<<<<

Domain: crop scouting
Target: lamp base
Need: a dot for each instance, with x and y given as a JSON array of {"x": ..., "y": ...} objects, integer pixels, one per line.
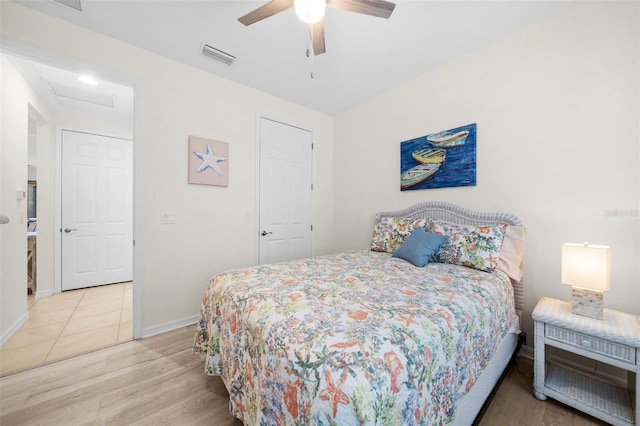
[{"x": 587, "y": 303}]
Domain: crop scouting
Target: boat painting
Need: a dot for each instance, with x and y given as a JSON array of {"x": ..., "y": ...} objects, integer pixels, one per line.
[
  {"x": 458, "y": 166},
  {"x": 418, "y": 174},
  {"x": 429, "y": 155},
  {"x": 448, "y": 139}
]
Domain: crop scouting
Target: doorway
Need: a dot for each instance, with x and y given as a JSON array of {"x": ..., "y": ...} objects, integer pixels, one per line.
[
  {"x": 285, "y": 192},
  {"x": 110, "y": 306},
  {"x": 97, "y": 210}
]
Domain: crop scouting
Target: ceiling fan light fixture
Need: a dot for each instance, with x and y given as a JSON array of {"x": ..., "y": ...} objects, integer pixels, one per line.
[{"x": 310, "y": 11}]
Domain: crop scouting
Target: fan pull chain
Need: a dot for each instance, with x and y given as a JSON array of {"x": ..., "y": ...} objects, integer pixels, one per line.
[{"x": 309, "y": 53}]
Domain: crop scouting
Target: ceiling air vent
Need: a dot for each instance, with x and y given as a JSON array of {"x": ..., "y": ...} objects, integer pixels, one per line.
[
  {"x": 217, "y": 54},
  {"x": 73, "y": 4}
]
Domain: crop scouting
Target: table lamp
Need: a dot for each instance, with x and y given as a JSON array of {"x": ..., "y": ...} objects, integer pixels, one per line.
[{"x": 587, "y": 269}]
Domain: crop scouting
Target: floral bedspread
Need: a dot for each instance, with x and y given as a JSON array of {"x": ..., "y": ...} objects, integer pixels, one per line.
[{"x": 352, "y": 338}]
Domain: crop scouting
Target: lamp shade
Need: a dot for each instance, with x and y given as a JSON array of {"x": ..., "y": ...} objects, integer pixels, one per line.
[{"x": 586, "y": 266}]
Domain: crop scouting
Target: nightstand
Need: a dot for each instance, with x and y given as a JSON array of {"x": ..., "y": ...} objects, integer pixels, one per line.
[{"x": 615, "y": 340}]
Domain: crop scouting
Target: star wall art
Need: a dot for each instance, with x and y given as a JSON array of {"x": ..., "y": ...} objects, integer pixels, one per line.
[{"x": 208, "y": 162}]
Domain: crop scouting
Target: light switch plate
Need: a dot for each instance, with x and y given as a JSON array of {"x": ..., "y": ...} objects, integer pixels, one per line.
[{"x": 167, "y": 218}]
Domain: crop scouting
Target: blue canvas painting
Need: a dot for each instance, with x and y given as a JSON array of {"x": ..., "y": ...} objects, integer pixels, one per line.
[{"x": 439, "y": 160}]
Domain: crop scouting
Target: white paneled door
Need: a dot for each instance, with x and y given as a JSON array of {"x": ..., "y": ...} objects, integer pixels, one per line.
[
  {"x": 97, "y": 210},
  {"x": 285, "y": 192}
]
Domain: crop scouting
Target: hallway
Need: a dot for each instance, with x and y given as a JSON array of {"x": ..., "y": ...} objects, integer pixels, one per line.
[{"x": 68, "y": 324}]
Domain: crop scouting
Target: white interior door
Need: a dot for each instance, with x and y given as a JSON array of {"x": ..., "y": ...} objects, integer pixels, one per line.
[
  {"x": 97, "y": 210},
  {"x": 285, "y": 192}
]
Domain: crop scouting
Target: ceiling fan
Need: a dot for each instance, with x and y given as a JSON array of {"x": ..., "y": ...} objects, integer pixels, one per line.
[{"x": 312, "y": 12}]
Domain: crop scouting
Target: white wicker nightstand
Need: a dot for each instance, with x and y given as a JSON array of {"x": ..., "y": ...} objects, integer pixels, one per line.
[{"x": 615, "y": 340}]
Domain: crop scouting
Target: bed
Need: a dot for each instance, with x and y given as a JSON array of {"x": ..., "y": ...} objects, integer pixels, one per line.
[{"x": 375, "y": 336}]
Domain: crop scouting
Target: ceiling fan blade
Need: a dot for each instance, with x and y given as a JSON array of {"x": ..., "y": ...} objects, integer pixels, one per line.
[
  {"x": 316, "y": 32},
  {"x": 379, "y": 8},
  {"x": 266, "y": 10}
]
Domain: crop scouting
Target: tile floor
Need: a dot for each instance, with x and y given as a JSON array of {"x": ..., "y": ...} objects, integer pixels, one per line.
[{"x": 68, "y": 324}]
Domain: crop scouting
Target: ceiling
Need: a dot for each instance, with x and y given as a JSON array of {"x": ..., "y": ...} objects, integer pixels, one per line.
[{"x": 365, "y": 55}]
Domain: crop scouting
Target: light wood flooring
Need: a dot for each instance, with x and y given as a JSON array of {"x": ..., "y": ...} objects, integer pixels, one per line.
[
  {"x": 159, "y": 380},
  {"x": 68, "y": 324}
]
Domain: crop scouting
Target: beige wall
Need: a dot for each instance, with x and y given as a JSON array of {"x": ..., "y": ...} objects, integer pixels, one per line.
[
  {"x": 211, "y": 233},
  {"x": 557, "y": 109}
]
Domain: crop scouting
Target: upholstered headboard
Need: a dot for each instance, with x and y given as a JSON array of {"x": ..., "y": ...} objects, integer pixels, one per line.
[{"x": 452, "y": 213}]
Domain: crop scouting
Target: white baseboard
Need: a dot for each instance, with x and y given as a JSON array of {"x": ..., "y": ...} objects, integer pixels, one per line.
[
  {"x": 43, "y": 293},
  {"x": 169, "y": 326},
  {"x": 15, "y": 327}
]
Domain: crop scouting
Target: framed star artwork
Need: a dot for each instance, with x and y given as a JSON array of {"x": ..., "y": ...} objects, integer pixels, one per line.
[{"x": 208, "y": 162}]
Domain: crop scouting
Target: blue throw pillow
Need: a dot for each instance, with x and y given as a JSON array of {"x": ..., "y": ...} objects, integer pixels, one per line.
[{"x": 420, "y": 247}]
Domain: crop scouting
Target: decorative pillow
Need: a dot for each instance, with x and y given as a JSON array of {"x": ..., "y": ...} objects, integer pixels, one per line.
[
  {"x": 420, "y": 247},
  {"x": 473, "y": 246},
  {"x": 511, "y": 260},
  {"x": 390, "y": 232}
]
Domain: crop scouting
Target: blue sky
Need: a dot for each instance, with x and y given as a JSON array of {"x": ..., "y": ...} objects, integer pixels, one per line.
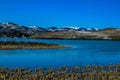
[{"x": 46, "y": 13}]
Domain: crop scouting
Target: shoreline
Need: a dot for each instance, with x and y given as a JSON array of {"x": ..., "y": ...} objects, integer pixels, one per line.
[{"x": 13, "y": 45}]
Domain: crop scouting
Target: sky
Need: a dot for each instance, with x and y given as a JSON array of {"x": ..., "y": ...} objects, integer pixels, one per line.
[{"x": 59, "y": 13}]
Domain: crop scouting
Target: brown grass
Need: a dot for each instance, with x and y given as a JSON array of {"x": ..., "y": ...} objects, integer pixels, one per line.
[{"x": 27, "y": 45}]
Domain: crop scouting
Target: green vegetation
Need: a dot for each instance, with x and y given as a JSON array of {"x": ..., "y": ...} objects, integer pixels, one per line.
[
  {"x": 27, "y": 45},
  {"x": 92, "y": 72}
]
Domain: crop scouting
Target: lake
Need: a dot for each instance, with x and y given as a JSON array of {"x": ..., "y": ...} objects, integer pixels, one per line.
[{"x": 83, "y": 52}]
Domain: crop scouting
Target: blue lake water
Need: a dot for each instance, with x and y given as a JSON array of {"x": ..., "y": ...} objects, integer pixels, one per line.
[{"x": 83, "y": 52}]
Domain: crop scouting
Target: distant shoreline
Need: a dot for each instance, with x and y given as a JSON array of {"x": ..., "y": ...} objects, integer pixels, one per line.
[{"x": 11, "y": 45}]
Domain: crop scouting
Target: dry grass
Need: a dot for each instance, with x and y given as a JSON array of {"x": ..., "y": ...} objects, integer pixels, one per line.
[
  {"x": 101, "y": 72},
  {"x": 27, "y": 45}
]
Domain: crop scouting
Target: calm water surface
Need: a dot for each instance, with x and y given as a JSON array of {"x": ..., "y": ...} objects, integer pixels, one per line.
[{"x": 83, "y": 52}]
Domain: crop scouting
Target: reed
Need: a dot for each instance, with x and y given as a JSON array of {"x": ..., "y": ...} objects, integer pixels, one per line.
[{"x": 89, "y": 72}]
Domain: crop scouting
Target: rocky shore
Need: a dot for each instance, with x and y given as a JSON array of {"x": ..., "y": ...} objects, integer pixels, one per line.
[
  {"x": 89, "y": 72},
  {"x": 27, "y": 45}
]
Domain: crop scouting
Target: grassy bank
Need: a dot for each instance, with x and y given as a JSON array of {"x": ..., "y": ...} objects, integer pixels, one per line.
[
  {"x": 27, "y": 45},
  {"x": 101, "y": 72}
]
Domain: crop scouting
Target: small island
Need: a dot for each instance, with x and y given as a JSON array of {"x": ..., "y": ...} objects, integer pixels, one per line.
[{"x": 8, "y": 45}]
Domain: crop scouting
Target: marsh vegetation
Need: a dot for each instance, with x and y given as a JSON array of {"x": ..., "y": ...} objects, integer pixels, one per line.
[{"x": 89, "y": 72}]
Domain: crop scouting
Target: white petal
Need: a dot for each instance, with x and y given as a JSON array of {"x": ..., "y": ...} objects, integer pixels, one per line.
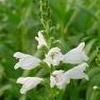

>>>>

▶ _WHAT TO DO_: Only the number should be given: the count of lines in the entries that contain the string "lamp".

▶ _SOLUTION TO THIS EXERCISE_: 3